---------- Material for the task
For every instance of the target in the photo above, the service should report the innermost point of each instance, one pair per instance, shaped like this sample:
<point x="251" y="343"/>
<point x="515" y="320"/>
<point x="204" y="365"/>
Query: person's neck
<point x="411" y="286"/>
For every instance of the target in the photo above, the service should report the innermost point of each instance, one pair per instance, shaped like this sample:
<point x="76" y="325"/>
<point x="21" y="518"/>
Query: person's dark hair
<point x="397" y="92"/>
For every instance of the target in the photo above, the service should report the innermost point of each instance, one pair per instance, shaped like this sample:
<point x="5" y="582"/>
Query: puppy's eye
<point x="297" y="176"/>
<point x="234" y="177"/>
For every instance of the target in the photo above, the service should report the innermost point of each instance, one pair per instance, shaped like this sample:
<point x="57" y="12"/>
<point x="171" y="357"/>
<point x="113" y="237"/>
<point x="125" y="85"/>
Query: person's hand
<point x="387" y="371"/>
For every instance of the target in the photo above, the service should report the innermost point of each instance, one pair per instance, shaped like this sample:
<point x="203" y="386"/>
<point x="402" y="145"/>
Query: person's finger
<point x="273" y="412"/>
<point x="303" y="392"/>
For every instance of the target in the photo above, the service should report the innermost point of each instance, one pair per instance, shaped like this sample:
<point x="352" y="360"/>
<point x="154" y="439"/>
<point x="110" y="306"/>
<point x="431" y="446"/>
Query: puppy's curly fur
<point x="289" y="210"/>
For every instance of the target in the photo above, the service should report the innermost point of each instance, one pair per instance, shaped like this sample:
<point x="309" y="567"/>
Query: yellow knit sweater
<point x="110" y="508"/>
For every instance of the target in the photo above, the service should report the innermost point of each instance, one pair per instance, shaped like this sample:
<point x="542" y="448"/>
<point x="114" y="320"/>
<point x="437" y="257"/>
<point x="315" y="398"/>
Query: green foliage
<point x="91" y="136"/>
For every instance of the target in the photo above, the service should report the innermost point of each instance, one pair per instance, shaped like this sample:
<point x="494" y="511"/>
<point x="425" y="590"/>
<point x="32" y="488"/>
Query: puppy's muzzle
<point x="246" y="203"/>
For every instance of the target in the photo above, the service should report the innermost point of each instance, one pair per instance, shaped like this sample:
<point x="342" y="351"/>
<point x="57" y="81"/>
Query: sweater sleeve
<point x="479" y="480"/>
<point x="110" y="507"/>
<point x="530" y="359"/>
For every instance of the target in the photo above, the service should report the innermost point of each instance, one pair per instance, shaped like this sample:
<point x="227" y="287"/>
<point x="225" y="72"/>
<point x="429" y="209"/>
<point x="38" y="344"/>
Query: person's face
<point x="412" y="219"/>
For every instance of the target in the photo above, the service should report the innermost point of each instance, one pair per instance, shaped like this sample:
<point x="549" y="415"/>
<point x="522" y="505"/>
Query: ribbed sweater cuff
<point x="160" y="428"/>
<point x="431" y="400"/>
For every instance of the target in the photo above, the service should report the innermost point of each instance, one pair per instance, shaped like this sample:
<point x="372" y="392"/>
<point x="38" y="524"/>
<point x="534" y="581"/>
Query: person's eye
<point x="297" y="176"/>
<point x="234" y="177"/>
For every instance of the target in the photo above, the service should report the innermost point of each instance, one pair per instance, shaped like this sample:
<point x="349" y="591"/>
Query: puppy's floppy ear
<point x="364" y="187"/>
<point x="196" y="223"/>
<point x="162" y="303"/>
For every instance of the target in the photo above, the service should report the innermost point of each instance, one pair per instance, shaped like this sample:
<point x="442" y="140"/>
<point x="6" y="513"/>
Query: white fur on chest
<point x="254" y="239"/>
--------------------
:: What to produce ::
Copy out the whole listing exactly.

:: Correct answer ::
For every instance of the target in the photo above, the service should report the innermost point of each instance, one pair per instance, shaped like this sample:
<point x="251" y="343"/>
<point x="515" y="320"/>
<point x="204" y="365"/>
Query: person's neck
<point x="411" y="286"/>
For every instance of the target in the photo above, the service should report the innermost point of each instance, one pair per instance, shaped like this sample:
<point x="76" y="325"/>
<point x="21" y="518"/>
Query: person's dark hair
<point x="397" y="92"/>
For every instance of the target in the photo above, the service should report the innermost point of each instance, one pair per instance, shaped like this sample:
<point x="5" y="582"/>
Query: puppy's eye
<point x="297" y="176"/>
<point x="234" y="177"/>
For every instance of the target in the photo above, the service should report the innermost point of each instance, one pair per instance, shaped like this sample:
<point x="57" y="12"/>
<point x="171" y="357"/>
<point x="113" y="237"/>
<point x="125" y="85"/>
Query: person's hand
<point x="387" y="371"/>
For every instance of the target in the photo above, the service should report the innermost point of each instance, one pair per instance, shaped like this sample:
<point x="203" y="386"/>
<point x="402" y="145"/>
Query: person's finger
<point x="273" y="412"/>
<point x="303" y="392"/>
For every instance of the target in the photo above, the service should report the innermost point of each instance, one pair per instance, shaped like this sample:
<point x="352" y="360"/>
<point x="154" y="439"/>
<point x="110" y="306"/>
<point x="431" y="446"/>
Query: puppy's curly fur
<point x="289" y="210"/>
For every instance of the target in the photo above, the service should report the innermost point of each instance, one pair per instance, shaped like this sample:
<point x="309" y="567"/>
Query: yellow knit sweater
<point x="110" y="508"/>
For every instance of the target in the photo above, the service should report the innermost point of each instance, one pair per instance, shaped like this sample:
<point x="542" y="448"/>
<point x="114" y="320"/>
<point x="437" y="257"/>
<point x="315" y="398"/>
Query: green foliage
<point x="91" y="136"/>
For every instance of the target in the photo above, the service should report the innermost point of each instance, one pair per instance, shaped like this sample:
<point x="494" y="511"/>
<point x="425" y="590"/>
<point x="32" y="488"/>
Query: puppy's muzzle
<point x="246" y="203"/>
For every instance of the target in the photo above, the service should report the innermost point of each instance, one pair per instance, shaped like this sample:
<point x="342" y="351"/>
<point x="57" y="81"/>
Query: sweater sleeve
<point x="479" y="480"/>
<point x="110" y="507"/>
<point x="530" y="359"/>
For every instance of the target in the photo above, the service should report the innermost point of each instance, one pair per instance, shaped like this sample:
<point x="227" y="287"/>
<point x="225" y="72"/>
<point x="429" y="209"/>
<point x="38" y="344"/>
Query: person's face
<point x="412" y="219"/>
For every instance of the target in the photo above, the service should report the innermost point of each instance, one pair per instance, shaped like this sample:
<point x="549" y="415"/>
<point x="522" y="505"/>
Query: ribbed sweater cuff
<point x="160" y="428"/>
<point x="431" y="400"/>
For every instance of the target in the photo above, the service should report the innermost point of each instance, one pair per instance, shaped like this sample:
<point x="372" y="392"/>
<point x="38" y="524"/>
<point x="534" y="581"/>
Query: person's eye
<point x="297" y="176"/>
<point x="234" y="177"/>
For every instance of the target in the photo above, the service should report the innermost point of each instance, one pair per instance, shaped like this sample:
<point x="349" y="591"/>
Query: puppy's floppy ear
<point x="364" y="187"/>
<point x="196" y="223"/>
<point x="162" y="303"/>
For every instance of the target in the photo above, the service should report the innermost point of each instance, one pair per instance, shaped like this sample:
<point x="442" y="140"/>
<point x="6" y="513"/>
Query: white fur on chest
<point x="254" y="239"/>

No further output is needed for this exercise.